Here are some entries; quote each one exactly.
===============
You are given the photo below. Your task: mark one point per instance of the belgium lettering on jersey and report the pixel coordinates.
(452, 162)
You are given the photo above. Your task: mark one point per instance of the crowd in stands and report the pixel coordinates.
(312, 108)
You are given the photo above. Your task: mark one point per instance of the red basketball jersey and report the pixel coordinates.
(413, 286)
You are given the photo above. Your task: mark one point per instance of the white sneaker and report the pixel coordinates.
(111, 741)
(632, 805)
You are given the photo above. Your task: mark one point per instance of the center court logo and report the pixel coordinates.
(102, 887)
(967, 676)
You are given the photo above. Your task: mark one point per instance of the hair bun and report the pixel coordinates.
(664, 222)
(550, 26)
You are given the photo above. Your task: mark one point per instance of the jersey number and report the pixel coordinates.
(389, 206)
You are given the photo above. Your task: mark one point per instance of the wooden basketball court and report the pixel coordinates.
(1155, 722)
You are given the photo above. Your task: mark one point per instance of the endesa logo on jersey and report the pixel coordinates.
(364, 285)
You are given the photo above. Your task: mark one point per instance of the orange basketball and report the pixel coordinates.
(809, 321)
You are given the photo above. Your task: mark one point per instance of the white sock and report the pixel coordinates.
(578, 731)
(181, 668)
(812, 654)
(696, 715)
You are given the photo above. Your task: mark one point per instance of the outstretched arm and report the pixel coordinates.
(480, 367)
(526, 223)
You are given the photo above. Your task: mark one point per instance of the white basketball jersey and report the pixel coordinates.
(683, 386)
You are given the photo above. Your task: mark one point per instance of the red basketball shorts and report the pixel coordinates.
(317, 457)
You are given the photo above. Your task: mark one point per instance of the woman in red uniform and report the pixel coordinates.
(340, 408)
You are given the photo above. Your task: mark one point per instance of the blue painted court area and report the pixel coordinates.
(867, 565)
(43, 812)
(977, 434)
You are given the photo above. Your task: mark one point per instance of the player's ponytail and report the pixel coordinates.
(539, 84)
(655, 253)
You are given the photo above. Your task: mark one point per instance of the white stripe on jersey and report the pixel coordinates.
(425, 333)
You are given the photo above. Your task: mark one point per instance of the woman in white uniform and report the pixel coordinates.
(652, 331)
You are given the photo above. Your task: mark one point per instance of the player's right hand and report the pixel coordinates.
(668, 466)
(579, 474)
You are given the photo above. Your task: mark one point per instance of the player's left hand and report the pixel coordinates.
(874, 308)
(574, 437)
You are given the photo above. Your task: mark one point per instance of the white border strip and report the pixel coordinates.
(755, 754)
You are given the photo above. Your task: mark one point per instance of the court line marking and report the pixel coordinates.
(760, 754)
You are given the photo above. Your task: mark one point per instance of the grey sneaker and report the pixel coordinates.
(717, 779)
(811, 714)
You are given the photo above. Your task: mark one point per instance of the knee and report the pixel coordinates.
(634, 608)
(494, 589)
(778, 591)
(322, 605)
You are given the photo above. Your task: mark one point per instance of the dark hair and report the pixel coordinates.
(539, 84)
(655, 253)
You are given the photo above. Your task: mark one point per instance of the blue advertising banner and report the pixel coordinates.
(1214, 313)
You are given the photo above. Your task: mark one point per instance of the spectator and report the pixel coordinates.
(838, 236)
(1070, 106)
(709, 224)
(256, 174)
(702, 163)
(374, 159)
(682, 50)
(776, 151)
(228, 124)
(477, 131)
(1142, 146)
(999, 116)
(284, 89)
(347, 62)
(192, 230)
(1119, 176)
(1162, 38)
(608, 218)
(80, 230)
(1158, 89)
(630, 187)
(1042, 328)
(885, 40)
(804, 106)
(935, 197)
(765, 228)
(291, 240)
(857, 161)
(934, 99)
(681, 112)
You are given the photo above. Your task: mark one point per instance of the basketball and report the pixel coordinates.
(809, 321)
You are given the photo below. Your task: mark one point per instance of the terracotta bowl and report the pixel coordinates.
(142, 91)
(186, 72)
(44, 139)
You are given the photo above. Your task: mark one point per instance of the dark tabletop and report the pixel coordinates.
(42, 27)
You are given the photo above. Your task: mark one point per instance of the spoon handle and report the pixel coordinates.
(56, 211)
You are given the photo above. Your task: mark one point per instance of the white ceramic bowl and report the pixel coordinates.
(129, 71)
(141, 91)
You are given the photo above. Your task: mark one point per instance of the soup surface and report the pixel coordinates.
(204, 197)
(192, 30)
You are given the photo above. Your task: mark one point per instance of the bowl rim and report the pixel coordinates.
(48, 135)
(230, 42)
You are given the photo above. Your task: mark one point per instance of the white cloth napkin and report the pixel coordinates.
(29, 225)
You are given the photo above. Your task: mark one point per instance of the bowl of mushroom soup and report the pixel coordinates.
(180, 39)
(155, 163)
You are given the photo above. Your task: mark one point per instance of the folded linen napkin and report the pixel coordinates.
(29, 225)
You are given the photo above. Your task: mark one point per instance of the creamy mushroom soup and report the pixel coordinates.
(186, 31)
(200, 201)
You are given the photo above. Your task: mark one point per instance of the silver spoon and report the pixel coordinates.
===============
* Answer in full
You are given the photo below. Your task: mark one point per instance of the belgium lettering on jersey and report the pixel coordinates.
(452, 162)
You are given the photo above. Your task: mark one point per instance of the crowd in stands and report the pixel coordinates.
(312, 108)
You are given the photo above. Your task: mark one point per instance of the red basketball jersey and report the pixel coordinates.
(413, 286)
You are given the photo above. Your task: mark one point per instance of the white sneaker and report the pixel coordinates.
(111, 741)
(632, 805)
You are given the photo above. Your task: mark one point per instance of the center court logo and report the pixel coordinates.
(102, 887)
(967, 676)
You are given the photo above. Your task: mark one point per instance of the hair bun and report the pixel coordinates.
(664, 222)
(550, 26)
You are given the photo above. Your task: mark one point per instance of the jersey number and report the pixel coordinates.
(389, 206)
You are given the photo above. Your task: mark one point per instance of the wooden basketball court and report the pixel coordinates.
(1155, 722)
You are given the photo above. Your task: mark one point per instance of the endesa logo on jersey and report the pixel coordinates.
(364, 285)
You are given the photo above. Your task: mark one point per instance of the orange basketball and report the pixel coordinates.
(809, 321)
You are given the photo above. Your task: mark one point per instance of the white sock and report the pixel coordinates.
(578, 731)
(181, 668)
(812, 654)
(696, 715)
You are given the photo above. Your task: mark one point per instance of the outstretched arm and report the pixel coordinates.
(480, 367)
(526, 223)
You are given the photo above. Your task: mark one point per instance of the white basketball jersey and report the pixel coordinates.
(683, 386)
You are given the photo above. Your task: mark one point per instance of the red basketball shorts and report the pixel coordinates.
(317, 457)
You are given the photo above. Your task: mark one point per instance of the woman in red uniform and report the pixel coordinates.
(340, 408)
You are given the photo above. Your task: mark one point per instance of the blue painted court area and report the pixel coordinates.
(867, 565)
(43, 812)
(977, 434)
You are given the photo above. Your task: mark one point per instance of the player's ponytail and report the pixel coordinates.
(539, 84)
(655, 253)
You are given the photo above. Your task: mark one point per instance of the white stripe on jersey and report the pixel coordinates.
(425, 333)
You are given the photo above. Your task: mark one point per instance of the woman in white uniform and report the pixel coordinates.
(652, 331)
You are given the photo above. Your task: mark one point per instance of the player's right hand and report the pixel coordinates.
(668, 466)
(579, 474)
You are given the photo above. Your task: mark one point per instance of the player's left hand and report the pixel coordinates.
(874, 308)
(574, 437)
You are given the photo above. Your task: mark one point per instance of the white border strip and report the pixel coordinates.
(755, 754)
You are given the photo above. Your task: mark one point per instance of the court line marking and report the pixel coordinates.
(760, 754)
You are given the photo above. Your task: mark one point per instance of the grey sneaker and report the pixel coordinates.
(717, 779)
(811, 714)
You are given the photo above. Your task: mark one point per instance of the knee and report the pixel coordinates.
(634, 608)
(494, 589)
(778, 591)
(322, 605)
You are given the photo above. Your task: mark one point per instance of the dark hair and report the pixel coordinates.
(539, 84)
(655, 253)
You are given the photo above. Your task: mark one point per instance of the blue advertising banner and report the pixel coordinates.
(1214, 313)
You are given the photo above. Your task: mark one point per instance of the spectator and report the pixel coordinates.
(838, 236)
(1070, 106)
(709, 224)
(256, 174)
(702, 163)
(374, 159)
(682, 50)
(776, 151)
(228, 124)
(477, 131)
(1142, 146)
(999, 116)
(284, 89)
(347, 62)
(192, 230)
(1119, 176)
(1162, 38)
(608, 218)
(80, 230)
(1158, 89)
(630, 187)
(1042, 328)
(885, 40)
(804, 106)
(935, 197)
(765, 228)
(291, 240)
(857, 161)
(934, 99)
(681, 112)
You are given the photo above. Your task: mark one point per instance of the basketball and report the pixel coordinates.
(809, 321)
You are given the photo below. Your task: mark one point per instance of the terracotta bowl and report the pixel coordinates.
(142, 91)
(186, 72)
(44, 139)
You are given the photo above. Your task: mark one point per instance of the dark tabletop and report the pixel coordinates.
(42, 27)
You are given the photo above. Your task: mark one point per instance of the spoon handle and report the pixel coordinates.
(56, 211)
You are given the photo above. Your task: mark one point per instance of the white ceramic bowl and report the pixel coordinates.
(129, 71)
(141, 91)
You are given the photo above. Your task: mark one point per instance of the soup surface and report the pixel coordinates.
(204, 197)
(192, 30)
You are given the photo above. Your task: mark one point per instance of the bowl rim and report the pixel coordinates.
(48, 135)
(230, 42)
You are given the photo above. Your task: mark one point per instance of the white cloth napkin and report the pixel coordinates.
(29, 225)
You are given the photo above. Your task: mark one point per instance of the bowl of mushroom soup and report the pixel coordinates.
(180, 39)
(155, 163)
You are given the photo above. Your task: mark one point per instance of the folded linen napkin and report the pixel coordinates.
(29, 225)
You are given the photo above. Your task: mark one point per instance of the creamy mushroom soup and report the pixel coordinates.
(186, 31)
(200, 201)
You are given the photo above. Your task: mark one point per instance of the silver spoon and report the pixel coordinates.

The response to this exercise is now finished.